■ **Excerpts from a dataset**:
◇ ◇ ◇ ◇ ◇ ◇ ◇
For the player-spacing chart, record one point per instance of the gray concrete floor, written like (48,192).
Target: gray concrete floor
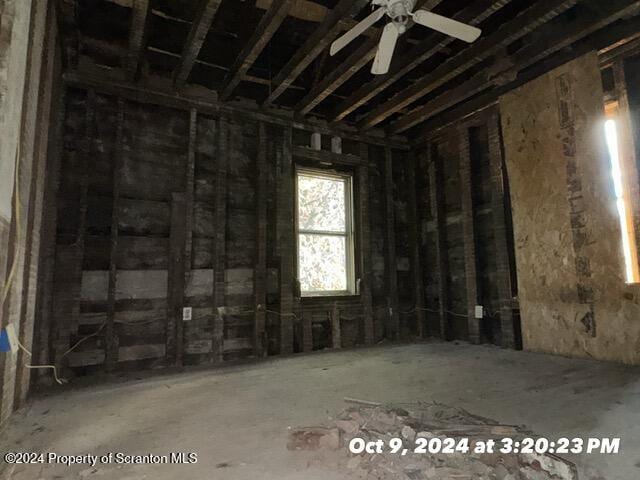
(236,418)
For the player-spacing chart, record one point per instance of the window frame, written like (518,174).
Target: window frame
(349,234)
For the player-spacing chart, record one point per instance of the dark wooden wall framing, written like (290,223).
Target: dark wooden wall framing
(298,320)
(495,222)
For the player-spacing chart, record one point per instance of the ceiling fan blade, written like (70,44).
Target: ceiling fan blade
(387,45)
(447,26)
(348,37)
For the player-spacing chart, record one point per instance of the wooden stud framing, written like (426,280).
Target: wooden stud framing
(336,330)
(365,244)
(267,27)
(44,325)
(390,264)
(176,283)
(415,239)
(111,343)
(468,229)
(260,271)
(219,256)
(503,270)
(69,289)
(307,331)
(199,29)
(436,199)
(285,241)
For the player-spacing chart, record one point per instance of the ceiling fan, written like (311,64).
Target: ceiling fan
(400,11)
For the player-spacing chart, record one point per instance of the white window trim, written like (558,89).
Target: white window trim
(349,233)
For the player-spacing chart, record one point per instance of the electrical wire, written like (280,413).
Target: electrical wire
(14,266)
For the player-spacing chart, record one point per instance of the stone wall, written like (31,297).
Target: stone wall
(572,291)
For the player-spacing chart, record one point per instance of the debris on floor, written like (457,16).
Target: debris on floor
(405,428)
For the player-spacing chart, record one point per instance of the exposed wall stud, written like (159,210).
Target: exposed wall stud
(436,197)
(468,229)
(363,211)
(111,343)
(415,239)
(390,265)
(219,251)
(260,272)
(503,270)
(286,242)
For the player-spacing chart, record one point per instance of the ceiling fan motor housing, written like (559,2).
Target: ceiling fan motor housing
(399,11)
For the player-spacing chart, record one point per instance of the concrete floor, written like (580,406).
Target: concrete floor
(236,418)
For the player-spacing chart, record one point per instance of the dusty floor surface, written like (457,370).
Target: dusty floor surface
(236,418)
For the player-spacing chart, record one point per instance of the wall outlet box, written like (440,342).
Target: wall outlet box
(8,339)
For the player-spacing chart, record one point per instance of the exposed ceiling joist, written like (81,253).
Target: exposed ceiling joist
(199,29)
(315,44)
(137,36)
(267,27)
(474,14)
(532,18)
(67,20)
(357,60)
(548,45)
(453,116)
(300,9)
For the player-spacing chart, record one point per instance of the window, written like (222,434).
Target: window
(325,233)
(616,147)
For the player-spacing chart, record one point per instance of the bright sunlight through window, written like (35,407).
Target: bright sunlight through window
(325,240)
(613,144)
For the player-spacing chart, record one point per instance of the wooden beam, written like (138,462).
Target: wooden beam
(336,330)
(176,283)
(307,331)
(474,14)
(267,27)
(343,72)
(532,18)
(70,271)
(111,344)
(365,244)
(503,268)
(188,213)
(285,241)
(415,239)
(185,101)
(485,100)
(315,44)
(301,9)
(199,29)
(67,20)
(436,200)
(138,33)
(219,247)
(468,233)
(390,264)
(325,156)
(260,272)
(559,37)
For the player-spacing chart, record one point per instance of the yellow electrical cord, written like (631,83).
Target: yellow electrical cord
◇ ◇ ◇ ◇ ◇ ◇ ◇
■ **TASK**: Output the data verbatim, images excluded.

■ **EXERCISE SOLUTION**:
For the player-spacing chart, record one point per instance of the gray concrete floor, written like (48,192).
Target: gray concrete floor
(236,418)
For the player-spacing chart, record one point per instance of the window frame, written like (518,174).
Target: window frame
(349,234)
For the player-spacing chart, record one point per instance of the dark wooden wall framing, written like (290,223).
Target: dark wooden wall framing
(298,320)
(495,222)
For the player-spacing chart, record one point per instance of the ceiling fan blade, written like (70,44).
Target: ceiling fan blade
(387,45)
(447,26)
(348,37)
For the player-spacing chart, record one point per instance of the wooden stud framing, written like (426,280).
Target: wooden stud framing
(336,330)
(365,244)
(267,27)
(44,325)
(390,264)
(176,283)
(415,239)
(111,343)
(468,229)
(260,271)
(219,256)
(503,270)
(69,289)
(307,331)
(199,29)
(436,199)
(285,241)
For the player-spacing chart, record one point per instance of the ceiling fan, written like (311,64).
Target: ceiling fan
(400,11)
For the player-spacing chart, record one point per instance of the white window trim, written like (558,89).
Target: white window trim
(349,233)
For the player-spacing chart, record one point per instance of the electrical wire, written like (280,413).
Target: electrical wire
(14,266)
For the player-spacing chart, record one point per instance of the stone wall, written like (31,297).
Target: stone wall
(572,291)
For the player-spacing chart, record one point per instance of the debris on floor, written like (457,16).
Target: debris on floor
(405,428)
For the player-spacing chart, record one point per instance of the exposed wall stud, written like (159,210).
Target: exposed wall stud
(436,197)
(468,229)
(363,211)
(111,343)
(415,239)
(390,265)
(219,251)
(260,272)
(503,270)
(286,242)
For the player-spacing chart, record one point per instance of the ceiling fan motor housing, written like (559,2).
Target: ceiling fan motor housing
(399,11)
For the player-spacing chart, record one point per instance of the concrete floor, written like (580,406).
Target: concrete floor
(236,418)
For the player-spacing chart, record one point per instance of the dusty floor surface, written like (457,370).
Target: dusty floor surface
(236,418)
For the player-spacing chart, record one point per instance of the wall outlet box, written like (440,342).
Target: wall outlet box
(8,339)
For the player-spacing chart, record one point per instance of the exposed ceiling joist, written like (81,253).
Target: exposed ceiling joist
(199,29)
(315,44)
(137,36)
(267,27)
(474,14)
(532,18)
(67,20)
(357,60)
(548,45)
(453,116)
(300,9)
For the player-spacing chart, record one point per instance of the window, written like (222,434).
Target: window
(325,233)
(616,147)
For the player-spacing chart, record one point per instance of the bright sunlight through window, written like (35,407).
Target: bright sunlight through window
(325,240)
(613,144)
For the player-spacing chart, record one point per instance of the wooden beam, written like (138,462).
Target: wooden beam
(336,330)
(176,283)
(307,331)
(474,14)
(267,27)
(343,72)
(532,18)
(70,271)
(111,344)
(365,244)
(503,268)
(188,213)
(285,241)
(415,239)
(185,101)
(485,100)
(315,44)
(301,9)
(199,29)
(67,20)
(436,200)
(138,33)
(219,247)
(468,233)
(390,264)
(325,156)
(260,272)
(559,37)
For the player-spacing chart, record one point per instance of the yellow electrical cord, written like (631,83).
Target: yellow electrical cord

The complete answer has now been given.